* _REQUIRED WORK_:
Select and copy every line of the items that contains the string "white".

• • • • •

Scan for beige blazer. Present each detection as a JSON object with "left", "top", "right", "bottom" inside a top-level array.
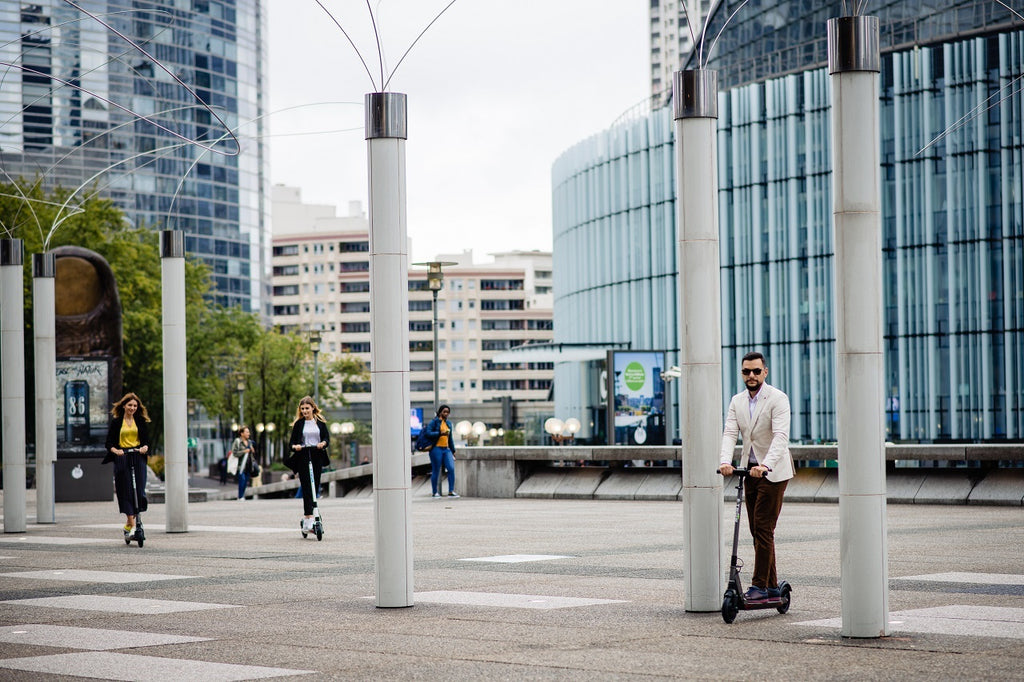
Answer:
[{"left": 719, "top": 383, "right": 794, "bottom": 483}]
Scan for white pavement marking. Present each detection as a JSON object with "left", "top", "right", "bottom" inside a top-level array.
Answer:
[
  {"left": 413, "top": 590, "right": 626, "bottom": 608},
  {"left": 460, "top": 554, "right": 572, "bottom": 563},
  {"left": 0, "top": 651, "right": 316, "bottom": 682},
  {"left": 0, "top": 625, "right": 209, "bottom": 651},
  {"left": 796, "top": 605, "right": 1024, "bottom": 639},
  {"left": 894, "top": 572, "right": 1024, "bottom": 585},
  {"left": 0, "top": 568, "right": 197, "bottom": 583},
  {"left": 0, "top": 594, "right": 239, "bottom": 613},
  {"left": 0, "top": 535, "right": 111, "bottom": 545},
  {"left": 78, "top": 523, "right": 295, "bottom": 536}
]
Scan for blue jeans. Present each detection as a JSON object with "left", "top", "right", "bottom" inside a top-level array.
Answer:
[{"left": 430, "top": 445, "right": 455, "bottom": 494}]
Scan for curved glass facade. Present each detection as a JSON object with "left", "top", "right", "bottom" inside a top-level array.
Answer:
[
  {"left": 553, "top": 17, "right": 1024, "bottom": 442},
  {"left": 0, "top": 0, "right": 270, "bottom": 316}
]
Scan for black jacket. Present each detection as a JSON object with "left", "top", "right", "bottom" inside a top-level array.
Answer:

• • • • •

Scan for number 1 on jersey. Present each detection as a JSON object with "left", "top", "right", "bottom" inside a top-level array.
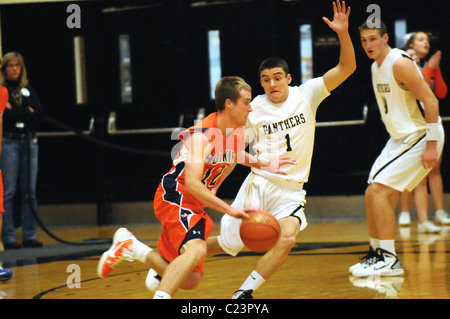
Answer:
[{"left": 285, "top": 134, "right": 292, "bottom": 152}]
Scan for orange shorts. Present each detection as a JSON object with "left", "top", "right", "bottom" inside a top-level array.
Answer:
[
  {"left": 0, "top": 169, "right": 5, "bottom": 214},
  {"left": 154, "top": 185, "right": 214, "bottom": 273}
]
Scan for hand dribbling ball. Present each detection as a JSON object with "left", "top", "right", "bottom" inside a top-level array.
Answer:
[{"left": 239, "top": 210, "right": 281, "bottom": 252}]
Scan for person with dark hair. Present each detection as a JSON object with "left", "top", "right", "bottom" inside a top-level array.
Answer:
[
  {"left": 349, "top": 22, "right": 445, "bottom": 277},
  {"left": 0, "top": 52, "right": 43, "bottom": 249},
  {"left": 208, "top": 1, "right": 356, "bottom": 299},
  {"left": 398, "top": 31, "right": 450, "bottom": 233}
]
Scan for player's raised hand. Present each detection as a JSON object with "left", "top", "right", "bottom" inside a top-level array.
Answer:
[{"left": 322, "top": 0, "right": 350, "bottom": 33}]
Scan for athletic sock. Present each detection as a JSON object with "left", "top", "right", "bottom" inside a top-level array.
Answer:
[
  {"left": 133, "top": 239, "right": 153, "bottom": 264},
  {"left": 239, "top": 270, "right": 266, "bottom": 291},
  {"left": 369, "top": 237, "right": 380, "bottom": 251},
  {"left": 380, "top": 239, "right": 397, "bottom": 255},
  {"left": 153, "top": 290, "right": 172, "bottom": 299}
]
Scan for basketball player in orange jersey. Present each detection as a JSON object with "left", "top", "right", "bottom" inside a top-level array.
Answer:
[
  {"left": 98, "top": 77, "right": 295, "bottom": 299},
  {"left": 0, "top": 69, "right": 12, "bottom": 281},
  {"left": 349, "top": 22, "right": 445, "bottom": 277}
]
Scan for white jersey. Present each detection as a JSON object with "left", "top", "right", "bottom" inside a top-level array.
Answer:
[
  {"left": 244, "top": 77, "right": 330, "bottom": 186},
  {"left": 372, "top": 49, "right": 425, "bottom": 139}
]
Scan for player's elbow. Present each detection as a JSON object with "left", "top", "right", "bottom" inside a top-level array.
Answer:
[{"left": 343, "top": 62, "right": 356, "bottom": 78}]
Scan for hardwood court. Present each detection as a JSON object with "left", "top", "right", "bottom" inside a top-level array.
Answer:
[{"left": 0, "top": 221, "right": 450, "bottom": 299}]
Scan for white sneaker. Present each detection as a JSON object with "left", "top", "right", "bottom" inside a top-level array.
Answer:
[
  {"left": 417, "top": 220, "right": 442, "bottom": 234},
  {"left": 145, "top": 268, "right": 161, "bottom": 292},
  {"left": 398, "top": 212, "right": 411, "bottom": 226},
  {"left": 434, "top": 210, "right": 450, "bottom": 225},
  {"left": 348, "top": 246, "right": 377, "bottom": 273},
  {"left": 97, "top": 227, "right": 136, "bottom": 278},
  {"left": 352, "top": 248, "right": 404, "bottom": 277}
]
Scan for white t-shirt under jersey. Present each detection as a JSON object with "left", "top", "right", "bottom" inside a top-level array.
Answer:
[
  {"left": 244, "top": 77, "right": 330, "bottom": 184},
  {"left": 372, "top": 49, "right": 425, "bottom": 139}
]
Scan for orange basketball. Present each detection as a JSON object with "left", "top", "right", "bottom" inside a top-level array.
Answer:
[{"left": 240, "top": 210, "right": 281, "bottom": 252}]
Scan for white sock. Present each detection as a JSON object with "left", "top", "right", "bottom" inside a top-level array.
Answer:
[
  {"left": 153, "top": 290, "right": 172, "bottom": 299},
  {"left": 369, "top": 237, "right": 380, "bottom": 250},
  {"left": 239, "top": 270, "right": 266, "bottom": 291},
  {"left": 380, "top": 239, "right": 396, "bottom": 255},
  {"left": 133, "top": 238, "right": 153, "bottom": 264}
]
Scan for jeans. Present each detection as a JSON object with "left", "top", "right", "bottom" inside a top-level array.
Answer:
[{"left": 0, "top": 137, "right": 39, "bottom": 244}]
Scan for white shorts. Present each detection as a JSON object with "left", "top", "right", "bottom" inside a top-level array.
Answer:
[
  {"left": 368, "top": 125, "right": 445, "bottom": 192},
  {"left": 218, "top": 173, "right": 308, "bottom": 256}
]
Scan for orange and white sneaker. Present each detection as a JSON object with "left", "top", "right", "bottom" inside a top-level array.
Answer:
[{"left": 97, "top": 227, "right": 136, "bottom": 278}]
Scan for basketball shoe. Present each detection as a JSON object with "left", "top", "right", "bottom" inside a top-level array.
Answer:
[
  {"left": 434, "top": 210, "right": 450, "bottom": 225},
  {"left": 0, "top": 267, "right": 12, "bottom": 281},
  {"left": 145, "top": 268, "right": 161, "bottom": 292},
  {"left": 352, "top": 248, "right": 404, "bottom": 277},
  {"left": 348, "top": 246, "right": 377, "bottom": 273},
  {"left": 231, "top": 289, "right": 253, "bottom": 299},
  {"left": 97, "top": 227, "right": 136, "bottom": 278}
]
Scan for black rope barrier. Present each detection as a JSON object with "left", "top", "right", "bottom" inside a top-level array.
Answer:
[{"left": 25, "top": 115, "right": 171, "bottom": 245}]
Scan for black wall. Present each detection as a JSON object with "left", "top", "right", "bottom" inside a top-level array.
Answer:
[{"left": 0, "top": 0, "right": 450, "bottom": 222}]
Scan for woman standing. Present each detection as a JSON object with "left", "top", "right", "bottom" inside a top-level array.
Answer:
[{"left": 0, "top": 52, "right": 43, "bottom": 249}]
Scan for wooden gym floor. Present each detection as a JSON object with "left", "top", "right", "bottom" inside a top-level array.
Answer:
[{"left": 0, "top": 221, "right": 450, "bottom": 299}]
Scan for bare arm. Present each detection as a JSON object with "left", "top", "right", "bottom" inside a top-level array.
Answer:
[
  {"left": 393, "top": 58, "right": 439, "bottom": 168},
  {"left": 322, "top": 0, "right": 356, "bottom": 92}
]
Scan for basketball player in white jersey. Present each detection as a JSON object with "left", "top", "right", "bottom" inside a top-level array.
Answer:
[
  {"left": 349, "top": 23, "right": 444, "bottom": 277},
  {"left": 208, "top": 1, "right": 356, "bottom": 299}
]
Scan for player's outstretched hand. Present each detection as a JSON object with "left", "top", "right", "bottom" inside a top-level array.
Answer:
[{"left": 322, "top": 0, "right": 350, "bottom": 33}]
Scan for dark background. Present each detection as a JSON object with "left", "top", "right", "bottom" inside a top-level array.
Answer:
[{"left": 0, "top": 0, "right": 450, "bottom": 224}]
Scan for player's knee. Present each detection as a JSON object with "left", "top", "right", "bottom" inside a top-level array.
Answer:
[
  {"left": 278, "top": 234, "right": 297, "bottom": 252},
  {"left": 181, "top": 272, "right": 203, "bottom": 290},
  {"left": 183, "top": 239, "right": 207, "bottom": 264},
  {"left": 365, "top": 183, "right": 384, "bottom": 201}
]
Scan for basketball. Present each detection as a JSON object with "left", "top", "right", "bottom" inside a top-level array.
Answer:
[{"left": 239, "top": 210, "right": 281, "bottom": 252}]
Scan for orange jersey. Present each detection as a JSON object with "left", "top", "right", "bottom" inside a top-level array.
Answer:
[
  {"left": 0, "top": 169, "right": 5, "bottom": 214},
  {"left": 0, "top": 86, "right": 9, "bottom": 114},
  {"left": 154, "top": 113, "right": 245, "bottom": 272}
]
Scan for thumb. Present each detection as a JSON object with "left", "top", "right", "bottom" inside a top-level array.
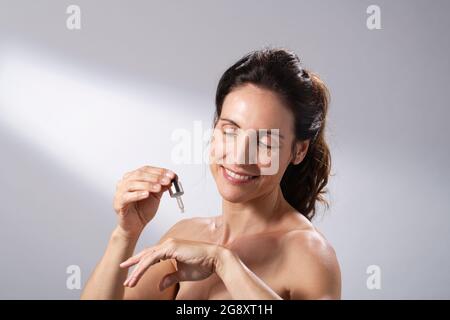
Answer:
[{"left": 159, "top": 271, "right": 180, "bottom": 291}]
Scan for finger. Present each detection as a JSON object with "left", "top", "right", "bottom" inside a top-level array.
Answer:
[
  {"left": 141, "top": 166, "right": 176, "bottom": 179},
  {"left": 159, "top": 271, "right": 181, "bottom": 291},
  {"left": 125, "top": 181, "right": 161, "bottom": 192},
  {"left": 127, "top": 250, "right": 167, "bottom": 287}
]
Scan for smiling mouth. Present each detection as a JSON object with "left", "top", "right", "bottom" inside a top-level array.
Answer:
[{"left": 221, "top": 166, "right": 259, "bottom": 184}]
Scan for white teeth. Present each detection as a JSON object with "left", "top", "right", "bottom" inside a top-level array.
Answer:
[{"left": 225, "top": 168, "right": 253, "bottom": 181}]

• • • • •

* _FINISHED TASK_:
Scan for white pavement marking. Present each detection as a JSON object with "left", "top", "right", "bottom" inside a top-level array.
Scan for white jersey. Present each detection as a JSON object with "left", "top", "right", "bottom" inside a top-level array.
Scan for white sneaker. Present each detection as a JSON object with "left", "top", "right", "bottom" inside a top-level array.
Scan for white t-shirt under jersey. Present each detection as a JSON object with "left", "top", "right", "bottom" inside a top-level array.
Scan for white sock. Present each detection as a JSON object with "left", "top", "right", "bottom" inside a top-level array.
Scan for white shorts. Present each detection as a JSON object with "left", "top", "right", "bottom" inside a top-level array.
Scan for orange and white sneaker. Present each detection as a JSON object with "left", "top", "right", "bottom" inside a top-level array.
Scan for basketball player in white jersey. Present each detection as a JSON object with "left", "top", "right", "bottom" inside a top-level array.
Scan for white teeth. Present each detection as a JSON object with "left", "top", "right", "bottom" inside a top-level array.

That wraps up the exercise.